§ **Assigned task**
Find the line containing "Target: gown sleeve" in the records below. Copy exactly that line and each one after it, ending at the line containing "Target: woman with red hair", and nothing more.
===== Information provided
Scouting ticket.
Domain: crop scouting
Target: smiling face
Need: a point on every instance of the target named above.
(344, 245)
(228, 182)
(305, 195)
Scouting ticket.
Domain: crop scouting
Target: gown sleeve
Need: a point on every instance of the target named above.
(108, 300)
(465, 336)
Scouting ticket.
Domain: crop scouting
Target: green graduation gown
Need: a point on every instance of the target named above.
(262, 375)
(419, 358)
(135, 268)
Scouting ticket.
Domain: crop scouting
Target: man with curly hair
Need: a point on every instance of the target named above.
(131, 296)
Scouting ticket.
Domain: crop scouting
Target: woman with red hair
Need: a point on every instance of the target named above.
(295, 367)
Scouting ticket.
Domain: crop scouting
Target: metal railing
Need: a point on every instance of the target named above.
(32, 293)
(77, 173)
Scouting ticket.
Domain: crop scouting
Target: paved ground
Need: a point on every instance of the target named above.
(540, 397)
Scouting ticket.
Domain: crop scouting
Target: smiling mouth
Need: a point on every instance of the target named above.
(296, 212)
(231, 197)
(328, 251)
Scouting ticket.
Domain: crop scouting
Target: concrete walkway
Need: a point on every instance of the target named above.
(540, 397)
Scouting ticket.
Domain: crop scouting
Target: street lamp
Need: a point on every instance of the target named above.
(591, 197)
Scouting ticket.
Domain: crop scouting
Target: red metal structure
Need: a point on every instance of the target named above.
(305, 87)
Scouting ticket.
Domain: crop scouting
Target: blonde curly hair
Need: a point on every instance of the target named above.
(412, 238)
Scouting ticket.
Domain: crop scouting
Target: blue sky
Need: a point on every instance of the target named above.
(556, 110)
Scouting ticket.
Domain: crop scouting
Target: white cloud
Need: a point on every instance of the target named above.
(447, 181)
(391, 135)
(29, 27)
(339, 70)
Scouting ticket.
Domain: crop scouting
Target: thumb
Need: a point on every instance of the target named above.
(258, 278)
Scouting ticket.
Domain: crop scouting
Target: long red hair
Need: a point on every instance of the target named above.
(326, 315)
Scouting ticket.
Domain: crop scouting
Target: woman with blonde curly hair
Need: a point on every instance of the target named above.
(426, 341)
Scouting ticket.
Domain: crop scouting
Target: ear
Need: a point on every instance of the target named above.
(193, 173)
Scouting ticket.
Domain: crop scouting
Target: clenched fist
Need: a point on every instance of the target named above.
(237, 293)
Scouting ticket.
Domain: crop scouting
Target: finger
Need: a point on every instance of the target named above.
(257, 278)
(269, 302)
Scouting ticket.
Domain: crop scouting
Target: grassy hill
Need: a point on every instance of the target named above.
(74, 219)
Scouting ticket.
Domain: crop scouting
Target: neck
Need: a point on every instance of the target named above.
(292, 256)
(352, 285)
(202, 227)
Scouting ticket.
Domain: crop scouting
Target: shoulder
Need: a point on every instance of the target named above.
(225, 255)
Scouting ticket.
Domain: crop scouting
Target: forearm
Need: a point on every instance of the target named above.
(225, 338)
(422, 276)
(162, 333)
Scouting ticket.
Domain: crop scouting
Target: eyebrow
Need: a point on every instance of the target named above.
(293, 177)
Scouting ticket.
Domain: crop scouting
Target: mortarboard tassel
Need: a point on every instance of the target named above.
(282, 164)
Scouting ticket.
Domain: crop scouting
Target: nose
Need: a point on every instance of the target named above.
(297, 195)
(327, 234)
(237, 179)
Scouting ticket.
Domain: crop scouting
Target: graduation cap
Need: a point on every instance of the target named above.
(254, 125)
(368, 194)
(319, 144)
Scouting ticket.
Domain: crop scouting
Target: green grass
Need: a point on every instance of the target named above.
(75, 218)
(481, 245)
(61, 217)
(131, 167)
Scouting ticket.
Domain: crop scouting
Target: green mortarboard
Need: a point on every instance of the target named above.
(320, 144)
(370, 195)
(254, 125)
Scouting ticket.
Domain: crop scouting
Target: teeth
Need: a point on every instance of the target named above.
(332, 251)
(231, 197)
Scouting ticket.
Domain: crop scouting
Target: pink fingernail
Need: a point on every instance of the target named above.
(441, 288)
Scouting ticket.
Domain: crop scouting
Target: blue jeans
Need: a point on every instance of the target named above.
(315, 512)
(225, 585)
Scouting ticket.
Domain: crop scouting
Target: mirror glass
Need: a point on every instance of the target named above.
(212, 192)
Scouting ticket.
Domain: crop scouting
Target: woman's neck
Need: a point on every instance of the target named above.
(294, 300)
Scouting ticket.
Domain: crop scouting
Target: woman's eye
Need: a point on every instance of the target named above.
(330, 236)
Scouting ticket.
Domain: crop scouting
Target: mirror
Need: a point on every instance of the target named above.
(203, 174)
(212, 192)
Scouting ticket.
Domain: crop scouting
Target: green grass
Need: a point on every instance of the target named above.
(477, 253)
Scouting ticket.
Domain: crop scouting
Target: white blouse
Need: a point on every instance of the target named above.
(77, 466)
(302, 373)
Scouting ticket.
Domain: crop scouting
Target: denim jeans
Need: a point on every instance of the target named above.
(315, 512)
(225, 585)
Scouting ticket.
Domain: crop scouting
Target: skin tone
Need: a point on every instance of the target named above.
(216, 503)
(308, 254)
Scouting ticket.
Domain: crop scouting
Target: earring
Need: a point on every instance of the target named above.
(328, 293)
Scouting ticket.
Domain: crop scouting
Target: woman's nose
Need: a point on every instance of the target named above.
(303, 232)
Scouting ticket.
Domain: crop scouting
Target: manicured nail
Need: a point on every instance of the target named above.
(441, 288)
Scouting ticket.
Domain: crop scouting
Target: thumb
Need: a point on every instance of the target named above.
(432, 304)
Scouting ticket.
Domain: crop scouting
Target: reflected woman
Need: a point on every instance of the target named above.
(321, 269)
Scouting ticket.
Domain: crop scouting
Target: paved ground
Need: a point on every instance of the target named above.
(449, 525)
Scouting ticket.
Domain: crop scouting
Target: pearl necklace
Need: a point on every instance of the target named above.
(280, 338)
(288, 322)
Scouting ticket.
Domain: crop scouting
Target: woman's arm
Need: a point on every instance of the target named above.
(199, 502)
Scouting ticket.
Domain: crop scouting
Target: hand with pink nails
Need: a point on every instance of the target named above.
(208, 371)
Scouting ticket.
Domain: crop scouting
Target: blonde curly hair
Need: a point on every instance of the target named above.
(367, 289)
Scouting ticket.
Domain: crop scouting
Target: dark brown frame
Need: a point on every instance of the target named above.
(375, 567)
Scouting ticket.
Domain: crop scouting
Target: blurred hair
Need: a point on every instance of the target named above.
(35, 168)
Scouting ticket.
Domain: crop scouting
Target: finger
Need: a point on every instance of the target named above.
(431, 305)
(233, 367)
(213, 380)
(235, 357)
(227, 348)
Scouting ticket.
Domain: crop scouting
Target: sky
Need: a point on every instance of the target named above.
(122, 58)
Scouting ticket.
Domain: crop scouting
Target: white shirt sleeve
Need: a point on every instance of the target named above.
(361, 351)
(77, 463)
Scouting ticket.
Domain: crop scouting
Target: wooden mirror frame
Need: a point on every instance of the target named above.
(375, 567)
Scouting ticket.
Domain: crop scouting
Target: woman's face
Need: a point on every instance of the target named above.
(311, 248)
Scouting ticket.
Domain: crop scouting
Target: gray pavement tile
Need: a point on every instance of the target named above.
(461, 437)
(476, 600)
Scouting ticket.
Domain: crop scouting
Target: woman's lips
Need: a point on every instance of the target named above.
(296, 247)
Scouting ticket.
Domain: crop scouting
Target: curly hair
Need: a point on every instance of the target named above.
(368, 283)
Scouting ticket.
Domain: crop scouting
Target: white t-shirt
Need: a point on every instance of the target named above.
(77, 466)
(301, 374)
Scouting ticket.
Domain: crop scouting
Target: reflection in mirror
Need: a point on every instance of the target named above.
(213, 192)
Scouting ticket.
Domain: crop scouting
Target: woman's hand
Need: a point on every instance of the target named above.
==========
§ **Task result**
Target: gown sleeve
Need: a point on every instance of the target named above.
(108, 300)
(465, 336)
Scouting ticket.
Domain: crop scouting
Target: green graduation gown
Need: a point on every instance of the target named above.
(262, 375)
(419, 358)
(135, 268)
Scouting ticket.
Domain: crop scouting
Target: man with curly hair
Need: a point on every instance of the target named above.
(131, 296)
Scouting ticket.
Domain: crop scouting
Target: woman with red hair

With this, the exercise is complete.